▶ _Pasaje seleccionado_
Si los tiros fueran de policiaca, Luminaria sería el epicentro del cuento, pero aquí, bajo la agencia tutelar del esperpento, es el leitmotiv y el elemento comparador junto a la que se despliega, en amplio y frondoso abanico, esta humanidad que baraja los abundantes registros de lo absurdo, lo ridículo, lo delirante, lo lamentable y lo cruel, en progresión hasta lo sádico. Y es que, en el trasunto literario de este barrio, el que no corre, vuela: como en un Jardín de las Delicias plantado en medio de nuestro páramo madrileño, el que no tiene una flor en el culo, tiene cabeza de pájaro de mal agüero o de ave de rapiña, cabalga en pelotas a lomos de un cerdo o copula con denuedo detrás de un matorral: cada cual conjuga las variantes dentro de sus modestas posibilidades y rango de acción. Lo más suave que se puede decir es lo del shakespeariano duendecillo Puck, qué necios son estos mortales. El abordaje es lógico, porque, entrecerrando un poco los ojos, lo grotesco (y lo criminal) anda o puede andar por doquier: los macarras del parque, la cajera del supermercado, el jugador de mus o el chaval que se busca la vida viven junto al yonqui, al capo salvajemente violento o al asesino desalmado. A veces no tienen por qué irles demasiado a la zaga Pueden casi adelantarlos.

▶ _Sección de datos_
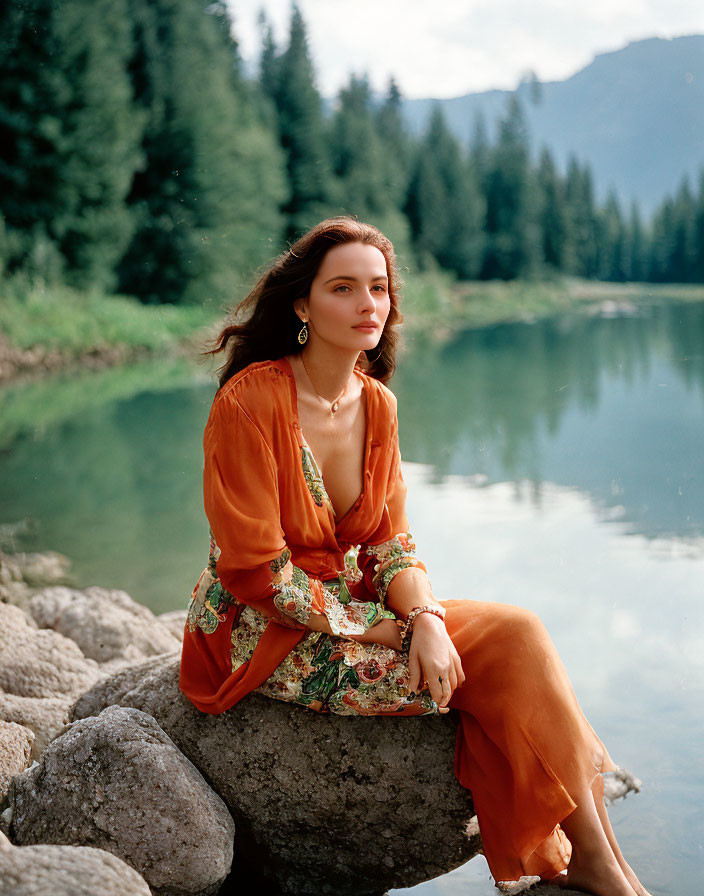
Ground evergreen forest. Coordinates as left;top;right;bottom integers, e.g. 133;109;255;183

▶ _Completa lo siguiente_
1. Traduce al inglés esta oración del pasaje sobre Luminaria: "Lo más suave que se puede decir es lo del shakespeariano duendecillo Puck, qué necios son estos mortales."
2. Según el pasaje sobre Luminaria, ¿en qué tipo de relato sería Luminaria el epicentro del cuento?
3. Prolonga el pasaje sobre Luminaria a partir de su última oración.

▶ _Resultados en orden_
1. The mildest thing that can be said is what Shakespeare's little sprite Puck says: what fools these mortals are.

2. En uno policiaco.

3.
Llorente teje sus hilos con tranquilidad y sin hacer aspavientos, sin prisas ni pausas, socarronamente, con aire (parece) despreocupado y (generalmente) con una buena dosis de neutra coña, otras de humor ácido: es un escritor en pleno uso de sus facultades retóricas. Nada es, en apariencia, desgarrador, ni conmovedor siquiera. Como mucho, se cuelan breves y engañosas las notas de un piano que alguien teclea de noche. No se dan puntadas sin hilo, empero; pero tampoco hacen falta los arrebatos: sobra con hablar desde la coloquialidad, que el autor maneja con excelente tino, a través de dos interlocutores que van construyendo a su modo los anales de la vida y milagros del barrio.
Cada puñado de oraciones, sabiamente estructuradas, (la puntuación no es en absoluto, pese a lo que hayan oído, poco convencional) desgrana una viñeta de este oscuro retablo burlesco de irresistible lectura, cuyo hilván atraviesa sin marrar las páginas. En singular y simultánea cofradía, todo fluye a buen ritmo hacia quién sabe dónde (o sí sabemos hacia dónde), como el Manzanares y sus detritos. Y se remata el cuento, como no podía ser de otro modo, con una rocambolesca apoteosis final y un genial guiño (a fuerza ahorcan) de resistencia. En runrún, el ruido estático de los textos impersonales (titulares de prensa, recetas de cocina, títulos de éxitos televisivos), definiciones y enumeraciones nos han ido advirtiendo que son solo parcialmente relevantes los tiempos y (casi) los lugares: la farsa sigue igual, y las máquinas (atronadoras) siguen levantando el dolorido asfalto. Llorente, que es hombre con tablas en lo escénico, sabe bien cuál es este tinglado del pequeño (gran) teatro del mundo. Y se puede representar en el barrio en el que uno más ha vivido.
Entonces, ¿es negra la novela?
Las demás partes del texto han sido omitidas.